Task objective >>
Write the records below out in full, character for character, with no pictures.

**** Entries ****

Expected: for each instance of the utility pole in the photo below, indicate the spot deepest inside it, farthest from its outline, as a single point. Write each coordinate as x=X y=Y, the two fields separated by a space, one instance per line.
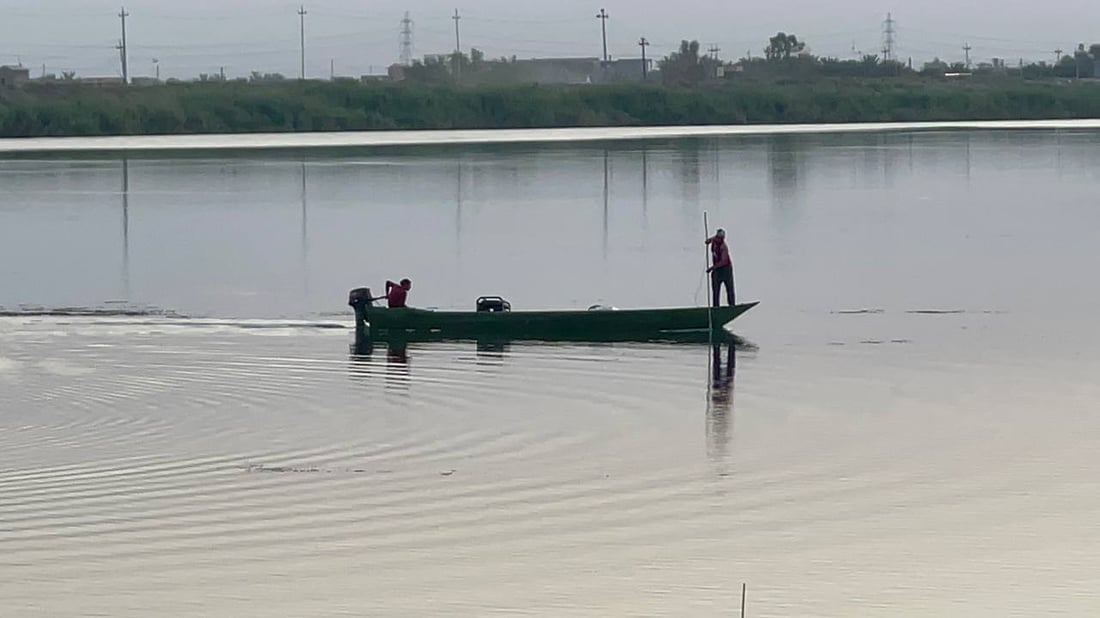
x=458 y=47
x=406 y=40
x=122 y=46
x=889 y=34
x=301 y=21
x=603 y=17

****

Solution >>
Expected: for each instance of the utility pole in the photo below, indicate the spot deepest inside it, farthest from its outline, as a single point. Write each coordinate as x=X y=Y, the two fields separated by a space, one instance per line.
x=458 y=47
x=406 y=40
x=122 y=46
x=889 y=34
x=301 y=21
x=603 y=17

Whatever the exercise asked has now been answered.